*GIVEN EXERCISE*
Return each line of the records below that contains the string "visible". Case counts.

BEGIN DATA LISTING

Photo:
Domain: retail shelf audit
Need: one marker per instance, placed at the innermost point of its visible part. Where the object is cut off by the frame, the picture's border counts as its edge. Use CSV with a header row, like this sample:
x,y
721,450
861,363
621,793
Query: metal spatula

END DATA LISTING

*EXERCISE SOLUTION*
Need: one marker per instance, placed at the innermost point of its visible part. Where the object is cut off by the frame, the picture's border counts as its edge. Use CSV with a header row, like this sample:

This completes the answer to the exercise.